— THE REQUEST —
Please edit the stretch from the line containing "If you could mark the ceiling in" through the end of the data, replacing "ceiling" with "roof" and leaving everything else unchanged.

— ENTRIES SUPPLIED —

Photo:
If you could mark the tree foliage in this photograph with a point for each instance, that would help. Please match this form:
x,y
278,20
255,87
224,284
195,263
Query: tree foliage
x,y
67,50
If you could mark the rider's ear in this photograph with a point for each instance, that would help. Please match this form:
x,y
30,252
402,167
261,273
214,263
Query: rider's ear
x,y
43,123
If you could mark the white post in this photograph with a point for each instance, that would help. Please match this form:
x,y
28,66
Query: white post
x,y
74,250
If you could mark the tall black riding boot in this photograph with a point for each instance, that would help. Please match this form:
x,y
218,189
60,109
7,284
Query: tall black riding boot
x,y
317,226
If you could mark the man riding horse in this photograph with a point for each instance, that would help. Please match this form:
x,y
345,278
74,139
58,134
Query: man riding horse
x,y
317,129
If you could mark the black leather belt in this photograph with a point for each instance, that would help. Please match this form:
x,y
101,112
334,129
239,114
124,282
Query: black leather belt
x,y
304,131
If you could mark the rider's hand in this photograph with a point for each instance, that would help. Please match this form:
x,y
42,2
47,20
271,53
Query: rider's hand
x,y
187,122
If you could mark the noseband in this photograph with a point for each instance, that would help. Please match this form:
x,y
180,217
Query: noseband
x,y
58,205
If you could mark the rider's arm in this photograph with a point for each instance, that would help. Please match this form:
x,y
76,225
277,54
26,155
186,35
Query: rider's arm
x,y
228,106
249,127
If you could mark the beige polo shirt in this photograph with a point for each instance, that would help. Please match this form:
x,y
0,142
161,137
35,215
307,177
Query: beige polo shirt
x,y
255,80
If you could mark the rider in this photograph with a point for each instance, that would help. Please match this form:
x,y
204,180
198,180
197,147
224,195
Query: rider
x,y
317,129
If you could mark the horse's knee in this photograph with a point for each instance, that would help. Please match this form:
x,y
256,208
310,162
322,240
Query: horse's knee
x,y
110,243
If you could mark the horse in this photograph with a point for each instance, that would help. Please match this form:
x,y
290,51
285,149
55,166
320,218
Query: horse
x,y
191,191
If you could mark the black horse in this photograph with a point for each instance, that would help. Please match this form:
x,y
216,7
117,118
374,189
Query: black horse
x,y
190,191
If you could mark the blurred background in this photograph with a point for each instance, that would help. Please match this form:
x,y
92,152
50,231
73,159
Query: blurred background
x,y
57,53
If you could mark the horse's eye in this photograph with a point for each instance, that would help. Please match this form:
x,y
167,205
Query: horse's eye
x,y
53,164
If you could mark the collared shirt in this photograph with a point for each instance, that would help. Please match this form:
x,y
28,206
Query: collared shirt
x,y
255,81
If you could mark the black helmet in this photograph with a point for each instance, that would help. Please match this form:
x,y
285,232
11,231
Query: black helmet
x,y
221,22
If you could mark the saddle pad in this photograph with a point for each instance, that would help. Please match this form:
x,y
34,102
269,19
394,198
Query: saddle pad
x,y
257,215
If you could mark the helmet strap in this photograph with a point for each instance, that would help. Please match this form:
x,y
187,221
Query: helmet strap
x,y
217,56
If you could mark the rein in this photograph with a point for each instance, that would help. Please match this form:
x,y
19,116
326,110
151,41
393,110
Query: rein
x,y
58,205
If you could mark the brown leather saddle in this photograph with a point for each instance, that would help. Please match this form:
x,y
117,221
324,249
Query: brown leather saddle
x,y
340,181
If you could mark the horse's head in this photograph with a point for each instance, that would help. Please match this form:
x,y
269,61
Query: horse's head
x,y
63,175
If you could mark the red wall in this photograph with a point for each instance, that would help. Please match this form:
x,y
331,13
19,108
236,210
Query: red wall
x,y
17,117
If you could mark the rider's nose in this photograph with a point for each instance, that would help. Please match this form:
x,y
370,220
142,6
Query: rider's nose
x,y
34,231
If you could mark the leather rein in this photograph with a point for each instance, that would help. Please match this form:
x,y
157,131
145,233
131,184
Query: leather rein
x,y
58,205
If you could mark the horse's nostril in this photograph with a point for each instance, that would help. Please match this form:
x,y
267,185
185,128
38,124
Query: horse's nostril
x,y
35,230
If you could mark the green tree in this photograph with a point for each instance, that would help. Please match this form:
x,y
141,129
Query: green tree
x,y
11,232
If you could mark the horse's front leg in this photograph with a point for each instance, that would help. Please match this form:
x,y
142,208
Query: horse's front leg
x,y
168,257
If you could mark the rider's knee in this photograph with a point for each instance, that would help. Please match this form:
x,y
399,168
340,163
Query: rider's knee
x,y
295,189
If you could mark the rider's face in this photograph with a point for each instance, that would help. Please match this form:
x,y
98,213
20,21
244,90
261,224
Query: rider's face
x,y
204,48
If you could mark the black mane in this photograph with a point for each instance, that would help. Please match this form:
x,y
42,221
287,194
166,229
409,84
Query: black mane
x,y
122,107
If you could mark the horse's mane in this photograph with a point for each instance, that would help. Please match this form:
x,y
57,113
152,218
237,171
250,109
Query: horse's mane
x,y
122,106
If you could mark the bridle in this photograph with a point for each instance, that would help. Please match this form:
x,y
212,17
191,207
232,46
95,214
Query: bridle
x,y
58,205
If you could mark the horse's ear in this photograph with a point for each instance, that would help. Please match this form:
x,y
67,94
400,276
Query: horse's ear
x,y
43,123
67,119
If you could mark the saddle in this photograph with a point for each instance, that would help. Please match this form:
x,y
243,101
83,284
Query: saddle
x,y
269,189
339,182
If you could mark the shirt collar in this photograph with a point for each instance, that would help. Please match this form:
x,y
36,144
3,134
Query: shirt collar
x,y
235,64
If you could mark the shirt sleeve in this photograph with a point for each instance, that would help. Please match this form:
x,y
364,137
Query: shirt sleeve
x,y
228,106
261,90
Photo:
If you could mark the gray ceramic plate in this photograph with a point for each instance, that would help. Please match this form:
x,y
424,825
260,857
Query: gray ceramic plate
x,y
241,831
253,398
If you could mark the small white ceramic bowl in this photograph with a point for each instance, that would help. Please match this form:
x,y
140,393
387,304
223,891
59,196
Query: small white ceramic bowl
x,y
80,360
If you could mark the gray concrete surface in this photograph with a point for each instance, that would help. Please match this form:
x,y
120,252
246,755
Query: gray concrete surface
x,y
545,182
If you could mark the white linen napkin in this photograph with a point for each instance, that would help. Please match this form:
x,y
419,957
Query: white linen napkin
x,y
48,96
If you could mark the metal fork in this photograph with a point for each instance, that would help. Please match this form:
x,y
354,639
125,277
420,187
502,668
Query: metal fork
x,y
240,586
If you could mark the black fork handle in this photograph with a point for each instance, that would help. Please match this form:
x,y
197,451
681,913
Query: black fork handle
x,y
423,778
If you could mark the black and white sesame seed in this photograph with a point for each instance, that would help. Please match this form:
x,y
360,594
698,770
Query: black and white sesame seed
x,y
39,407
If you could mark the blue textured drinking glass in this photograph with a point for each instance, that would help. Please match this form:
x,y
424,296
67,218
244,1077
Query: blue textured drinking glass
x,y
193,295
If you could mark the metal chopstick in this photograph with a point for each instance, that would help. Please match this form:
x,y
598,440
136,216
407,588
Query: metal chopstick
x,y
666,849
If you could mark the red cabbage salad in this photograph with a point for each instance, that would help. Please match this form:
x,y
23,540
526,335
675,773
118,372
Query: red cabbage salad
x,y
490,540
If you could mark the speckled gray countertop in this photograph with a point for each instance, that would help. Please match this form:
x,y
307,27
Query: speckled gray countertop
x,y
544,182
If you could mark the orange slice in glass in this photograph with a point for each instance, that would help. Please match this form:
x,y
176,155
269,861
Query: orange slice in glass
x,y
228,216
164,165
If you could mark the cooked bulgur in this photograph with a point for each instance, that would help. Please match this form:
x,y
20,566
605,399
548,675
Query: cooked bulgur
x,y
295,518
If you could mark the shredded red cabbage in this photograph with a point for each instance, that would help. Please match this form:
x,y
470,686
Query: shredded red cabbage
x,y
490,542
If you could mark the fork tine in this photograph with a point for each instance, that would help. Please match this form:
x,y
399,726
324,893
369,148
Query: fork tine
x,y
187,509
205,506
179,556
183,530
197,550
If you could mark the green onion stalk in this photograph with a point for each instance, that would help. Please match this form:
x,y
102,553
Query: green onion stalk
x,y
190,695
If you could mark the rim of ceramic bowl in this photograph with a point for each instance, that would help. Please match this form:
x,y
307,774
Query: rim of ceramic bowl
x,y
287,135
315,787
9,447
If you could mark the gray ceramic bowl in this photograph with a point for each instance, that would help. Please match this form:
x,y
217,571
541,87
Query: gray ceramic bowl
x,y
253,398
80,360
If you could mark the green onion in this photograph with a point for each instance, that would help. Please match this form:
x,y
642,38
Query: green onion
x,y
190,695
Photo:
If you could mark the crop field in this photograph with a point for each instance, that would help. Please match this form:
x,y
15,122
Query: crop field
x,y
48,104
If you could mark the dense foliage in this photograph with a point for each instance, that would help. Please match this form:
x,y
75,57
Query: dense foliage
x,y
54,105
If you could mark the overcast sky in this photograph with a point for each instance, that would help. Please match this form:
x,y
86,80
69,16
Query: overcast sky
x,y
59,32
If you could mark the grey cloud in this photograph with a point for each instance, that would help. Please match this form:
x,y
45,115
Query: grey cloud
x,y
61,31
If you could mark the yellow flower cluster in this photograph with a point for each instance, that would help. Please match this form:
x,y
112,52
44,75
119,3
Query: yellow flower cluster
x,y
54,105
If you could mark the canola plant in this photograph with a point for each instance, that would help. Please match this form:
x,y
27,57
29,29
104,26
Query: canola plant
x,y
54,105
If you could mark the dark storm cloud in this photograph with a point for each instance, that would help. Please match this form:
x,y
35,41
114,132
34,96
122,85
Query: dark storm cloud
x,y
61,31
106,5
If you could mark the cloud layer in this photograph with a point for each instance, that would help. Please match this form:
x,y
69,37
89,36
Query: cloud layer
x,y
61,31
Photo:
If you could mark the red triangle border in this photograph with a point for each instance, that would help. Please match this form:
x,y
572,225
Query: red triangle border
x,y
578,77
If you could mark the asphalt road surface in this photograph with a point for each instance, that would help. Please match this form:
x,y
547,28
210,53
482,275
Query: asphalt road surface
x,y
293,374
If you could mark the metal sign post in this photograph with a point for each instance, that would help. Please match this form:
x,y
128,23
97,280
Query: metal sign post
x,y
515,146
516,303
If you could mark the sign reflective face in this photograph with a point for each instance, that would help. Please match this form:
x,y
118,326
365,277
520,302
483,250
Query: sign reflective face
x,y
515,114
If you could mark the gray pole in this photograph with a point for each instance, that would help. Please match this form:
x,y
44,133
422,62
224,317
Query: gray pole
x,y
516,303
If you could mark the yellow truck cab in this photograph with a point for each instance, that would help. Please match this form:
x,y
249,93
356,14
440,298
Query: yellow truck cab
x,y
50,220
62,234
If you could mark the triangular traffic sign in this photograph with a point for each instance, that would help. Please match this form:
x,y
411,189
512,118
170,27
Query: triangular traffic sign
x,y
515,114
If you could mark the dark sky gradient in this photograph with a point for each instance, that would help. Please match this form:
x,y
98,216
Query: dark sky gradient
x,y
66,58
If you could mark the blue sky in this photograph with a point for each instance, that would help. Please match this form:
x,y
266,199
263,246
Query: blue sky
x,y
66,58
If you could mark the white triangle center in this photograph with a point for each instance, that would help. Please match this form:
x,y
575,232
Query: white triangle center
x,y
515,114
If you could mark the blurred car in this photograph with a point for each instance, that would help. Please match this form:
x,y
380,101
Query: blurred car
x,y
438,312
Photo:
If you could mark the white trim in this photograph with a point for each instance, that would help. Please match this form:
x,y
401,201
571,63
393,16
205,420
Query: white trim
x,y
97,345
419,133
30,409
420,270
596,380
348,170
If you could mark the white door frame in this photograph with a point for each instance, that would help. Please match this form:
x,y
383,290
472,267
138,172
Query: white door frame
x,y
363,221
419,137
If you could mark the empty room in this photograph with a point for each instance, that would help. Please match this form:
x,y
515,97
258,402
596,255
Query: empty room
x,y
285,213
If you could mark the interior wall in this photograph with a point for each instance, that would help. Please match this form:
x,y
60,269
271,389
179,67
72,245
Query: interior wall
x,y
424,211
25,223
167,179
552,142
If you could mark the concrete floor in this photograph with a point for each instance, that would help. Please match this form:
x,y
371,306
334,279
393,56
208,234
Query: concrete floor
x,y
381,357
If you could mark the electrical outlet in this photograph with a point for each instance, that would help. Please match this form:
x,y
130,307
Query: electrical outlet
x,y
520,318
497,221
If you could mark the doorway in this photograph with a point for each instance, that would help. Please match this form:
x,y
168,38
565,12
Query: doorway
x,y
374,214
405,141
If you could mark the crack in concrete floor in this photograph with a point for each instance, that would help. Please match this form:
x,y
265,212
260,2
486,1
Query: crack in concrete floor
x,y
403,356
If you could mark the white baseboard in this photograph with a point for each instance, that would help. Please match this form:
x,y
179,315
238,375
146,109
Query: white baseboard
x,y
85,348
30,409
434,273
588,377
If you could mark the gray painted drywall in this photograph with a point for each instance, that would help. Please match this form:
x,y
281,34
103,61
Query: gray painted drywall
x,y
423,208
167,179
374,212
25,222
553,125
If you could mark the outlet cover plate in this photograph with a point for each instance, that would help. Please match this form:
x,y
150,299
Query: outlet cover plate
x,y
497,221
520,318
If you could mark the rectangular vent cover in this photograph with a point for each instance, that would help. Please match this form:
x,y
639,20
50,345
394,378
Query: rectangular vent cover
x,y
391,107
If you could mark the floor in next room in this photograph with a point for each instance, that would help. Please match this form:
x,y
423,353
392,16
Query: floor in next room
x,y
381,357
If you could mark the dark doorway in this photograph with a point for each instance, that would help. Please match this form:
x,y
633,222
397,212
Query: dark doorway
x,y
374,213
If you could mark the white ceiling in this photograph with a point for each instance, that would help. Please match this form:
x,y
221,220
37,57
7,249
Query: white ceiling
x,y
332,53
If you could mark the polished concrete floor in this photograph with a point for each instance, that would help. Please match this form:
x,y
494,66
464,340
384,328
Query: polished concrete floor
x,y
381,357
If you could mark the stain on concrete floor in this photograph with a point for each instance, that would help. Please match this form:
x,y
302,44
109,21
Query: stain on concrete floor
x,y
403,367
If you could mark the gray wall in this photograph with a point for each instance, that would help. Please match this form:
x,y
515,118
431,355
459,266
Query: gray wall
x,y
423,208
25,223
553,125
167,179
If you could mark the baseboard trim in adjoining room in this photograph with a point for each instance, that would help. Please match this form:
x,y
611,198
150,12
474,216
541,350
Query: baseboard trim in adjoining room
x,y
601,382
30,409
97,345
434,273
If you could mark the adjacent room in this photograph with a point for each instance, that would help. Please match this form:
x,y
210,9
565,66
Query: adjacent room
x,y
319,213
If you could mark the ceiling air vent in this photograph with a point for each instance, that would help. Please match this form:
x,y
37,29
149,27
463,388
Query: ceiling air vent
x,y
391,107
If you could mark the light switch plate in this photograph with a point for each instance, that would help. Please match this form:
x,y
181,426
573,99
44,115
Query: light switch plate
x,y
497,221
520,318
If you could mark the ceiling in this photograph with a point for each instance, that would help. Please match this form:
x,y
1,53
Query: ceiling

— COMPLETED EXERCISE —
If you could mark the roof in this photograph with a point for each instance, that would help. Please match this form:
x,y
1,53
Query: roof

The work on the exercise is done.